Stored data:
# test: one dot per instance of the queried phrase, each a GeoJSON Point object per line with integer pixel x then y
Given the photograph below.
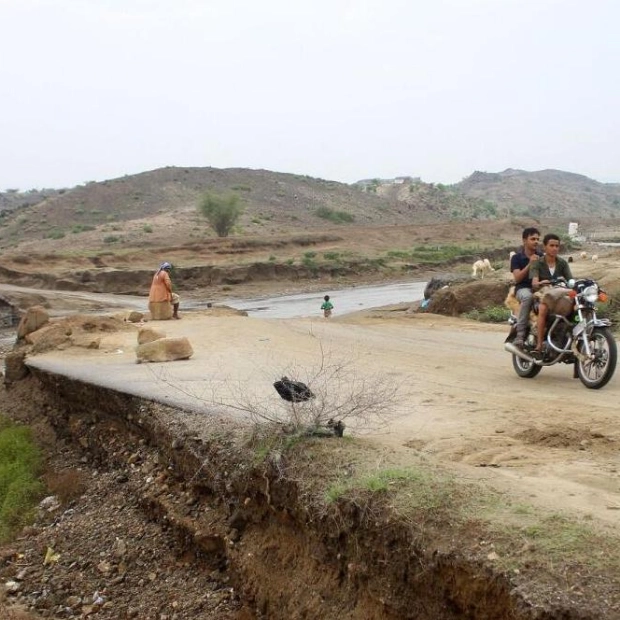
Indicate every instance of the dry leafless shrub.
{"type": "Point", "coordinates": [341, 394]}
{"type": "Point", "coordinates": [361, 400]}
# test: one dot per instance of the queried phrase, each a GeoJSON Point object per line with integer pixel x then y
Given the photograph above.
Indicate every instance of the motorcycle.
{"type": "Point", "coordinates": [575, 337]}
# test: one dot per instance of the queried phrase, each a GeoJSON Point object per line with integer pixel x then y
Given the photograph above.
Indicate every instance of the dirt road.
{"type": "Point", "coordinates": [547, 441]}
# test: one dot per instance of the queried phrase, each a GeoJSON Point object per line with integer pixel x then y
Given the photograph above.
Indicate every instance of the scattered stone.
{"type": "Point", "coordinates": [164, 350]}
{"type": "Point", "coordinates": [149, 334]}
{"type": "Point", "coordinates": [34, 319]}
{"type": "Point", "coordinates": [15, 368]}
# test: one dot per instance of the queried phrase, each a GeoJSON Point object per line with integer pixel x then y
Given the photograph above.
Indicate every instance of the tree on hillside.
{"type": "Point", "coordinates": [222, 211]}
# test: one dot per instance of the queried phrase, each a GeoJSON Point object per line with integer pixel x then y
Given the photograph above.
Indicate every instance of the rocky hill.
{"type": "Point", "coordinates": [159, 208]}
{"type": "Point", "coordinates": [543, 194]}
{"type": "Point", "coordinates": [134, 207]}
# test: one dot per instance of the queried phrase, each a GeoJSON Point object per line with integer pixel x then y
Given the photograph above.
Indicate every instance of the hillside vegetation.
{"type": "Point", "coordinates": [132, 221]}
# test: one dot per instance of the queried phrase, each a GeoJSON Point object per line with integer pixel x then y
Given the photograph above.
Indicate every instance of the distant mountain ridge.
{"type": "Point", "coordinates": [166, 199]}
{"type": "Point", "coordinates": [545, 193]}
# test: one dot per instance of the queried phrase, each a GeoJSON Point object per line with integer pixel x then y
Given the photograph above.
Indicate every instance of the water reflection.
{"type": "Point", "coordinates": [344, 300]}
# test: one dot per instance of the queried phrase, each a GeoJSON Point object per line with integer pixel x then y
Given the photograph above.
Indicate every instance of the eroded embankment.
{"type": "Point", "coordinates": [249, 517]}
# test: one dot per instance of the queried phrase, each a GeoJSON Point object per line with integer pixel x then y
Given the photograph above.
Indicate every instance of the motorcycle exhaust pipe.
{"type": "Point", "coordinates": [508, 346]}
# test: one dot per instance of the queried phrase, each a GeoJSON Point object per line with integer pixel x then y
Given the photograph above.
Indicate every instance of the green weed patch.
{"type": "Point", "coordinates": [20, 488]}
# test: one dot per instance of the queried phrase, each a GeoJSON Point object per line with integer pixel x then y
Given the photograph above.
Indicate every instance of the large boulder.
{"type": "Point", "coordinates": [164, 350]}
{"type": "Point", "coordinates": [148, 334]}
{"type": "Point", "coordinates": [473, 295]}
{"type": "Point", "coordinates": [34, 319]}
{"type": "Point", "coordinates": [50, 336]}
{"type": "Point", "coordinates": [160, 310]}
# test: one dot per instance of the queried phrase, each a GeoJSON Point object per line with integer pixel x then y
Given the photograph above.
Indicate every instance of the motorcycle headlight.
{"type": "Point", "coordinates": [590, 293]}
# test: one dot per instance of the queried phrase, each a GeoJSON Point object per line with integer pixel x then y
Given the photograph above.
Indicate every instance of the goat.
{"type": "Point", "coordinates": [481, 267]}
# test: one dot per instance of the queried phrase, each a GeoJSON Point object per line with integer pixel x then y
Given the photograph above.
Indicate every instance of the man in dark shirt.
{"type": "Point", "coordinates": [520, 267]}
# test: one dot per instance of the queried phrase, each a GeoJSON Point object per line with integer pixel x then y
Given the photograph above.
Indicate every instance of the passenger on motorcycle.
{"type": "Point", "coordinates": [544, 273]}
{"type": "Point", "coordinates": [520, 268]}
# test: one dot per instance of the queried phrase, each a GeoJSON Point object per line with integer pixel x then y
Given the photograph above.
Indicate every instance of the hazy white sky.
{"type": "Point", "coordinates": [340, 89]}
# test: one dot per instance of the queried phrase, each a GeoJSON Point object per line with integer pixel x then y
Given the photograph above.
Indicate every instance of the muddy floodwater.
{"type": "Point", "coordinates": [344, 300]}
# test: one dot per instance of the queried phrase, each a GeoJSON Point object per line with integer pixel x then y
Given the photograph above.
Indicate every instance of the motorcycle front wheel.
{"type": "Point", "coordinates": [596, 372]}
{"type": "Point", "coordinates": [525, 369]}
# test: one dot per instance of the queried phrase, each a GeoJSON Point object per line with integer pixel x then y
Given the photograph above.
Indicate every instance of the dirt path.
{"type": "Point", "coordinates": [547, 441]}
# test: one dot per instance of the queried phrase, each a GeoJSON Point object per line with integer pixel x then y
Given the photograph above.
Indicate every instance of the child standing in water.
{"type": "Point", "coordinates": [327, 307]}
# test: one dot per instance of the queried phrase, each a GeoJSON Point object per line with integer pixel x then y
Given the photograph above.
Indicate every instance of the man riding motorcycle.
{"type": "Point", "coordinates": [544, 272]}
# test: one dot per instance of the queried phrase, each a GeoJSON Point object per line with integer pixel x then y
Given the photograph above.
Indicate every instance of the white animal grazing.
{"type": "Point", "coordinates": [482, 267]}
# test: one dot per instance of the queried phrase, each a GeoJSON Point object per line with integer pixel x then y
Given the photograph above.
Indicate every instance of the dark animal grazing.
{"type": "Point", "coordinates": [293, 391]}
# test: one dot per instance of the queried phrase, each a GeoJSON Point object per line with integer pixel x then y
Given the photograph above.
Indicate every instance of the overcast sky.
{"type": "Point", "coordinates": [344, 90]}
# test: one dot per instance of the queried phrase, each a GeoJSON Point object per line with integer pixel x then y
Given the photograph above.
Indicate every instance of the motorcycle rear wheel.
{"type": "Point", "coordinates": [525, 369]}
{"type": "Point", "coordinates": [596, 373]}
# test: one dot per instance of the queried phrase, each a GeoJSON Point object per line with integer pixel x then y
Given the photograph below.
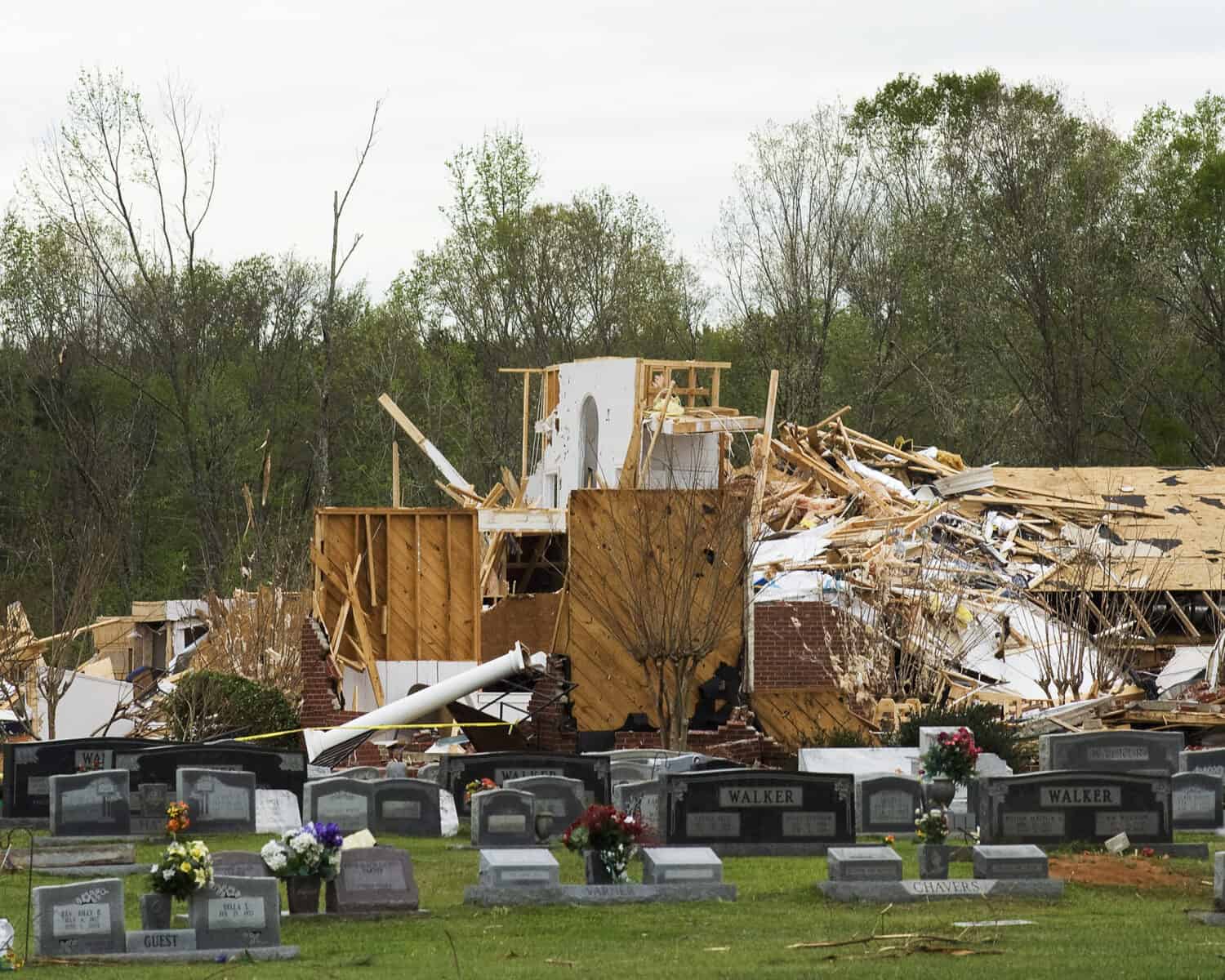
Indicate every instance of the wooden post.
{"type": "Point", "coordinates": [394, 473]}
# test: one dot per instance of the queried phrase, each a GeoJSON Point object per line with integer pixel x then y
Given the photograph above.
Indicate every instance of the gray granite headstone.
{"type": "Point", "coordinates": [887, 804]}
{"type": "Point", "coordinates": [864, 864]}
{"type": "Point", "coordinates": [374, 880]}
{"type": "Point", "coordinates": [154, 799]}
{"type": "Point", "coordinates": [237, 913]}
{"type": "Point", "coordinates": [161, 940]}
{"type": "Point", "coordinates": [218, 801]}
{"type": "Point", "coordinates": [1122, 750]}
{"type": "Point", "coordinates": [276, 811]}
{"type": "Point", "coordinates": [1009, 862]}
{"type": "Point", "coordinates": [407, 806]}
{"type": "Point", "coordinates": [1197, 801]}
{"type": "Point", "coordinates": [239, 864]}
{"type": "Point", "coordinates": [556, 795]}
{"type": "Point", "coordinates": [502, 817]}
{"type": "Point", "coordinates": [646, 800]}
{"type": "Point", "coordinates": [519, 867]}
{"type": "Point", "coordinates": [78, 919]}
{"type": "Point", "coordinates": [680, 866]}
{"type": "Point", "coordinates": [92, 804]}
{"type": "Point", "coordinates": [340, 800]}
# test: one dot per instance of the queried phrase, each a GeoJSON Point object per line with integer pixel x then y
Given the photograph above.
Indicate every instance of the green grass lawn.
{"type": "Point", "coordinates": [1093, 931]}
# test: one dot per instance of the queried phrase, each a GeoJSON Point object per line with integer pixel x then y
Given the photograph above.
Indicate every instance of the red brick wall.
{"type": "Point", "coordinates": [528, 619]}
{"type": "Point", "coordinates": [793, 644]}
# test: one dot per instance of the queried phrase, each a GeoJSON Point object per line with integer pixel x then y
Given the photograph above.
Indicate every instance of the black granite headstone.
{"type": "Point", "coordinates": [751, 811]}
{"type": "Point", "coordinates": [1053, 808]}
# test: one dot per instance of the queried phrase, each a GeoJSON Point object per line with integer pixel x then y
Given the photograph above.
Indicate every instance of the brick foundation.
{"type": "Point", "coordinates": [795, 644]}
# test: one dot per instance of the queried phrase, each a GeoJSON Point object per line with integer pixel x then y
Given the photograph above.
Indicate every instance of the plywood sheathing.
{"type": "Point", "coordinates": [423, 600]}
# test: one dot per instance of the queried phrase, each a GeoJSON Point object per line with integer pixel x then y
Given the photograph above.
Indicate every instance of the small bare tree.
{"type": "Point", "coordinates": [668, 583]}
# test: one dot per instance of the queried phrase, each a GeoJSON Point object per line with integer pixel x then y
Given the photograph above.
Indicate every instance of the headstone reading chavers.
{"type": "Point", "coordinates": [1051, 808]}
{"type": "Point", "coordinates": [1122, 751]}
{"type": "Point", "coordinates": [93, 804]}
{"type": "Point", "coordinates": [457, 772]}
{"type": "Point", "coordinates": [239, 864]}
{"type": "Point", "coordinates": [502, 818]}
{"type": "Point", "coordinates": [754, 811]}
{"type": "Point", "coordinates": [338, 800]}
{"type": "Point", "coordinates": [1197, 801]}
{"type": "Point", "coordinates": [887, 804]}
{"type": "Point", "coordinates": [374, 880]}
{"type": "Point", "coordinates": [237, 913]}
{"type": "Point", "coordinates": [555, 795]}
{"type": "Point", "coordinates": [78, 919]}
{"type": "Point", "coordinates": [220, 801]}
{"type": "Point", "coordinates": [407, 806]}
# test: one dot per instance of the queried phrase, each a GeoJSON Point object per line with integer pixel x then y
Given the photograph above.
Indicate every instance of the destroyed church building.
{"type": "Point", "coordinates": [872, 573]}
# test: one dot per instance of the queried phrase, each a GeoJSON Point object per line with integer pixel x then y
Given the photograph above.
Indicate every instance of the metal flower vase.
{"type": "Point", "coordinates": [156, 909]}
{"type": "Point", "coordinates": [933, 860]}
{"type": "Point", "coordinates": [303, 893]}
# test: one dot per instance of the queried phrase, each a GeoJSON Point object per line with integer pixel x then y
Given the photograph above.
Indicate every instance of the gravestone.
{"type": "Point", "coordinates": [154, 799]}
{"type": "Point", "coordinates": [1197, 801]}
{"type": "Point", "coordinates": [555, 795]}
{"type": "Point", "coordinates": [680, 866]}
{"type": "Point", "coordinates": [502, 817]}
{"type": "Point", "coordinates": [646, 800]}
{"type": "Point", "coordinates": [864, 864]}
{"type": "Point", "coordinates": [1203, 761]}
{"type": "Point", "coordinates": [218, 801]}
{"type": "Point", "coordinates": [456, 772]}
{"type": "Point", "coordinates": [276, 811]}
{"type": "Point", "coordinates": [1117, 751]}
{"type": "Point", "coordinates": [161, 940]}
{"type": "Point", "coordinates": [887, 804]}
{"type": "Point", "coordinates": [1009, 862]}
{"type": "Point", "coordinates": [338, 800]}
{"type": "Point", "coordinates": [237, 913]}
{"type": "Point", "coordinates": [93, 804]}
{"type": "Point", "coordinates": [630, 771]}
{"type": "Point", "coordinates": [519, 867]}
{"type": "Point", "coordinates": [407, 806]}
{"type": "Point", "coordinates": [239, 864]}
{"type": "Point", "coordinates": [78, 919]}
{"type": "Point", "coordinates": [1051, 808]}
{"type": "Point", "coordinates": [27, 767]}
{"type": "Point", "coordinates": [374, 880]}
{"type": "Point", "coordinates": [274, 768]}
{"type": "Point", "coordinates": [755, 811]}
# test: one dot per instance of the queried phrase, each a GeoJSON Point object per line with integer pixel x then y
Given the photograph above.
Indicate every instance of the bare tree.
{"type": "Point", "coordinates": [669, 585]}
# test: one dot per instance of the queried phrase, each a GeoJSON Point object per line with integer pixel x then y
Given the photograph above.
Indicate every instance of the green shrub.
{"type": "Point", "coordinates": [205, 705]}
{"type": "Point", "coordinates": [991, 732]}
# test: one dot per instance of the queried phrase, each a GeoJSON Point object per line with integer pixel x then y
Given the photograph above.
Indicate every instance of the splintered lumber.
{"type": "Point", "coordinates": [423, 443]}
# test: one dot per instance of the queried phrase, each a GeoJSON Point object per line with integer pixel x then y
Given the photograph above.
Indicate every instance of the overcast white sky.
{"type": "Point", "coordinates": [651, 98]}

Aim:
Locate each line of the material above that contains the word "granite", and copy those lines out. Match the case exactly.

Response:
Indicate every instance of the gray granite headstone.
Indicate every instance of the black granite headstone.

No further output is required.